(Position annotation records)
━━━━━━━━

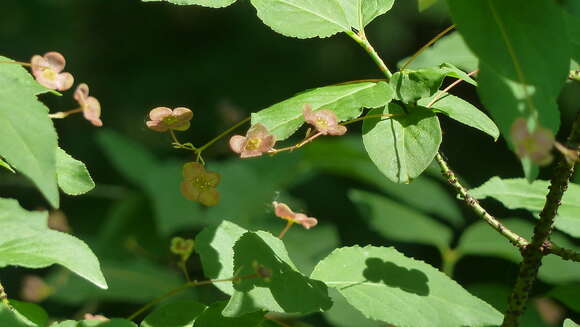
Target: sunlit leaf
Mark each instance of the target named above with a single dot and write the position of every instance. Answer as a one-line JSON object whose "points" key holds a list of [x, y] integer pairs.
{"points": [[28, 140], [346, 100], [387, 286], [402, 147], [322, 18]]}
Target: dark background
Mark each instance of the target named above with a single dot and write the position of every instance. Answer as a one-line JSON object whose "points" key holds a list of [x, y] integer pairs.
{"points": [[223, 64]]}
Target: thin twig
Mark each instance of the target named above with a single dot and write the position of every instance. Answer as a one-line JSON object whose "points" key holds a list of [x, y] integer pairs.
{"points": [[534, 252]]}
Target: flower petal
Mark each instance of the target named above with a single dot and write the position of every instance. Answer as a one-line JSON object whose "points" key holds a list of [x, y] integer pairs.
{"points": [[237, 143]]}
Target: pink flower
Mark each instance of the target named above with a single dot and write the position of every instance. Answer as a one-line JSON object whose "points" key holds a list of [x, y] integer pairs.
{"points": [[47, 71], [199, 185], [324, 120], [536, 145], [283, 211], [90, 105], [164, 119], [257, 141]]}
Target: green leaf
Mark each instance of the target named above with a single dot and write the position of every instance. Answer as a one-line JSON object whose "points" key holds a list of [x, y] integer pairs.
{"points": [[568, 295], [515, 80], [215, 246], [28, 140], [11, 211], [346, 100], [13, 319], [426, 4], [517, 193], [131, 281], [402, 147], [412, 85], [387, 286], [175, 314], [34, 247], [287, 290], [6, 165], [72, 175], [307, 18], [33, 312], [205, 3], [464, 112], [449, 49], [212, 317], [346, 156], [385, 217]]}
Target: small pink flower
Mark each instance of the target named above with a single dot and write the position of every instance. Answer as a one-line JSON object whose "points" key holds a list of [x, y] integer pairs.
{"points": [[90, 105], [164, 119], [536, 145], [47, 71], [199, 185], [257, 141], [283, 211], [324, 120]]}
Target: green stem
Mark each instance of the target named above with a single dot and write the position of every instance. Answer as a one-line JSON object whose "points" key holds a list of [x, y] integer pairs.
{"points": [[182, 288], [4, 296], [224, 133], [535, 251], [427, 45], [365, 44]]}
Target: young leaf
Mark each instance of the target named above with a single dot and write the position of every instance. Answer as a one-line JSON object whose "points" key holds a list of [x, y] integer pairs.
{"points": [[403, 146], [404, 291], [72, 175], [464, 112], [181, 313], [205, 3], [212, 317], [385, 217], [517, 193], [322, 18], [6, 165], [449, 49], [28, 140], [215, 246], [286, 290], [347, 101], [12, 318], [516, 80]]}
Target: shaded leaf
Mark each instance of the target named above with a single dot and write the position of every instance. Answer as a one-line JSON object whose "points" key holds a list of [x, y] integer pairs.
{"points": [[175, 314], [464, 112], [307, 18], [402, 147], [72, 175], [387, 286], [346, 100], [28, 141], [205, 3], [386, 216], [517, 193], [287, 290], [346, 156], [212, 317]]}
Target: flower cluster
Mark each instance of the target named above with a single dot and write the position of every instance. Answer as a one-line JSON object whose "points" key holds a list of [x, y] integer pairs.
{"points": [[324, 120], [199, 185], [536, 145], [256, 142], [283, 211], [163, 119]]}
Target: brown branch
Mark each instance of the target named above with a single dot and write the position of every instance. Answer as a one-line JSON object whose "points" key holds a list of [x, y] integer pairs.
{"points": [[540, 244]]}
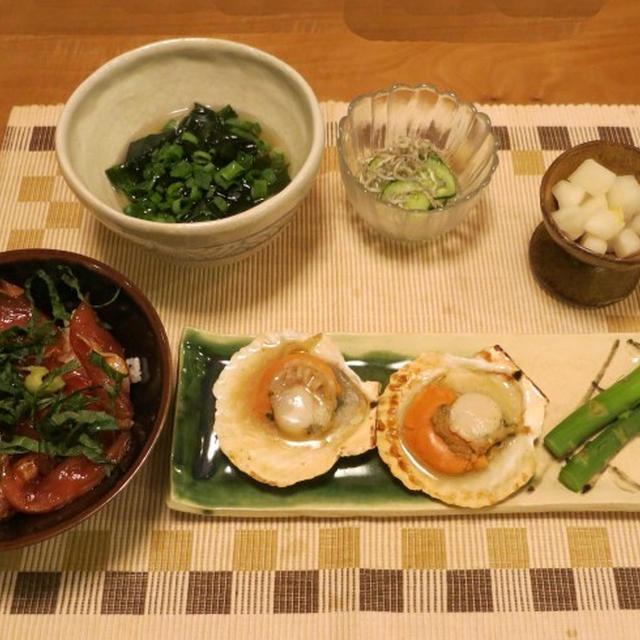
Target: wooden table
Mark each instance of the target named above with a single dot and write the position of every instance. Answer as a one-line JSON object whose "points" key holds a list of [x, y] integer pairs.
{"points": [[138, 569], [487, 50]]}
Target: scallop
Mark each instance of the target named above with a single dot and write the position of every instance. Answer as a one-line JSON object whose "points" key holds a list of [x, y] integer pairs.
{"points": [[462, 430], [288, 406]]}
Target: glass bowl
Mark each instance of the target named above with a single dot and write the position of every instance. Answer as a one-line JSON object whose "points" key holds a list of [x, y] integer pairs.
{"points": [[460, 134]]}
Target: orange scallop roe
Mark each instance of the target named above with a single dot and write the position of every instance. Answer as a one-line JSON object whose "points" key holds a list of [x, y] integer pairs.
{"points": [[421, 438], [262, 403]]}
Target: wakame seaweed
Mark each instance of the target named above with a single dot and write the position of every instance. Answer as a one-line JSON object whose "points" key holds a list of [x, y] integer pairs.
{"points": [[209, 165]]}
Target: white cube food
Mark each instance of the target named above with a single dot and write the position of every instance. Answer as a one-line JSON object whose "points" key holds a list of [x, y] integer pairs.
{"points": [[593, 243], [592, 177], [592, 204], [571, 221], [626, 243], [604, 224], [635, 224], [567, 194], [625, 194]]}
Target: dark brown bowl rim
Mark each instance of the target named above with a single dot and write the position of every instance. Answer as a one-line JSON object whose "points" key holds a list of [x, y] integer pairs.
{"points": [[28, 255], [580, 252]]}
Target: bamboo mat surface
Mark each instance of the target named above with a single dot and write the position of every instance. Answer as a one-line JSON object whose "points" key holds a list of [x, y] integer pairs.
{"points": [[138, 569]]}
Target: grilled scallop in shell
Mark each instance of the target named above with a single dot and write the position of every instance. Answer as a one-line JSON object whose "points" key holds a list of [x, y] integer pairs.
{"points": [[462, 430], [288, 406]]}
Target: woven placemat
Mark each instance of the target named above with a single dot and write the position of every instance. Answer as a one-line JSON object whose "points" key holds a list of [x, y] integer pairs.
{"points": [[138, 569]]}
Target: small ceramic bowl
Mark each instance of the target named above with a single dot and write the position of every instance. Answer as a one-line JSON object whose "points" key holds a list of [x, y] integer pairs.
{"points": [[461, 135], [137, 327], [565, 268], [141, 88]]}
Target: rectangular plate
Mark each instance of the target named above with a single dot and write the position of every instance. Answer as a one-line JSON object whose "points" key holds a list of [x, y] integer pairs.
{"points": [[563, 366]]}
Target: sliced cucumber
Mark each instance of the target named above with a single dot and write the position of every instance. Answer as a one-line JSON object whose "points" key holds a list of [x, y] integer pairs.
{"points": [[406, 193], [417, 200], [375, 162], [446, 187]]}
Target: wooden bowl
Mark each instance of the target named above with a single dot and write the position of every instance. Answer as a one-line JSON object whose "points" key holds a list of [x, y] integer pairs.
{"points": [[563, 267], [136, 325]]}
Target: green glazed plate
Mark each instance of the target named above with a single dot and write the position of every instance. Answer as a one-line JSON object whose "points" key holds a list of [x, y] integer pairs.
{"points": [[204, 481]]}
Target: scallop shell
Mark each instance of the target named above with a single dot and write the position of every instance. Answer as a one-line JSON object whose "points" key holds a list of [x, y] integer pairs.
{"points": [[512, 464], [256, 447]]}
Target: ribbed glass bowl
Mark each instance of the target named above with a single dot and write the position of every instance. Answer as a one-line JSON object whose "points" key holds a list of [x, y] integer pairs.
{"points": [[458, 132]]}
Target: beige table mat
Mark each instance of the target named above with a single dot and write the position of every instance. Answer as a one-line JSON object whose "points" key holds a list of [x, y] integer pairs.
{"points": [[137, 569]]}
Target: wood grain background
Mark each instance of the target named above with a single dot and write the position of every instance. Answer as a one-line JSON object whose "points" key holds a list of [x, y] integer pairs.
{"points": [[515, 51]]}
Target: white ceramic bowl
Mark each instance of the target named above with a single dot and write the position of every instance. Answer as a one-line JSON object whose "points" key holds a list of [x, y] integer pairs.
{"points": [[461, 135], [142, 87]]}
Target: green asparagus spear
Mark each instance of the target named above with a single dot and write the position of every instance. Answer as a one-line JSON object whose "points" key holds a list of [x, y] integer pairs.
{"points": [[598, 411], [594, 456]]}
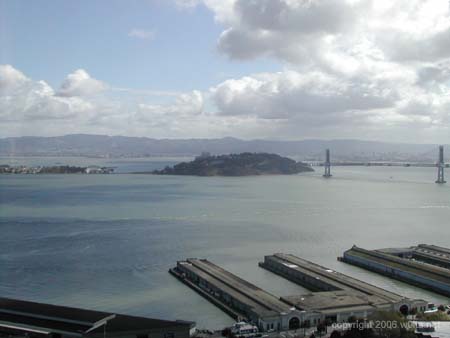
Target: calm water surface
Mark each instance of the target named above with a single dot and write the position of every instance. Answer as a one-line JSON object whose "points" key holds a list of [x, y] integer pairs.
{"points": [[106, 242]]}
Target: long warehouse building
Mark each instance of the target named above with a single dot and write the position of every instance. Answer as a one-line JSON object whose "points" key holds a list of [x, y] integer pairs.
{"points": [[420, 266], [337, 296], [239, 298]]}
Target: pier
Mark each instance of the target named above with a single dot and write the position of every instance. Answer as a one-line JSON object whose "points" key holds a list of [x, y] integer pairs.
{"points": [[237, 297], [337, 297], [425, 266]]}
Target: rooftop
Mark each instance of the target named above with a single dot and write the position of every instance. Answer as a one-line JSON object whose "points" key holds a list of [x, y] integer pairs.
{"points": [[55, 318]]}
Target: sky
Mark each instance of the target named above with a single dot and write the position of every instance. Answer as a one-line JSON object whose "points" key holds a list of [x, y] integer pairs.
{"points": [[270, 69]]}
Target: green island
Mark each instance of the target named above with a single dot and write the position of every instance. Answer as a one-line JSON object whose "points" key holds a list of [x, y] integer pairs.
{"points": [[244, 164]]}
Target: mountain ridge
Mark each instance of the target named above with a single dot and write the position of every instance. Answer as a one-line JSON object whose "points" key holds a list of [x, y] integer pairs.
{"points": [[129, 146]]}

━━━━━━━━

(Exercise):
From the line containing "Target: sky" to the last line of the material, please quote every line exactly and only those.

(Response for this exercise):
Target: sky
Mark each instance of the target named above with a single dot and write the position of every instance. Answer as a one-line JSON object whose "points" key holds a list of [x, y] integer pairs.
{"points": [[270, 69]]}
Target: green island
Mark each instance of the target named above with a single dot and write the position of every instance. Answer as a one-line JSON object whose "points" key holds a list of [x, y] integer pairs.
{"points": [[244, 164]]}
Target: mountain ridge
Mark each instance of the target named above with a single dot and write the position of every instance. Answer as a one-line JSON object whose "points" key holds a list of [x, y] integer pairs.
{"points": [[129, 146]]}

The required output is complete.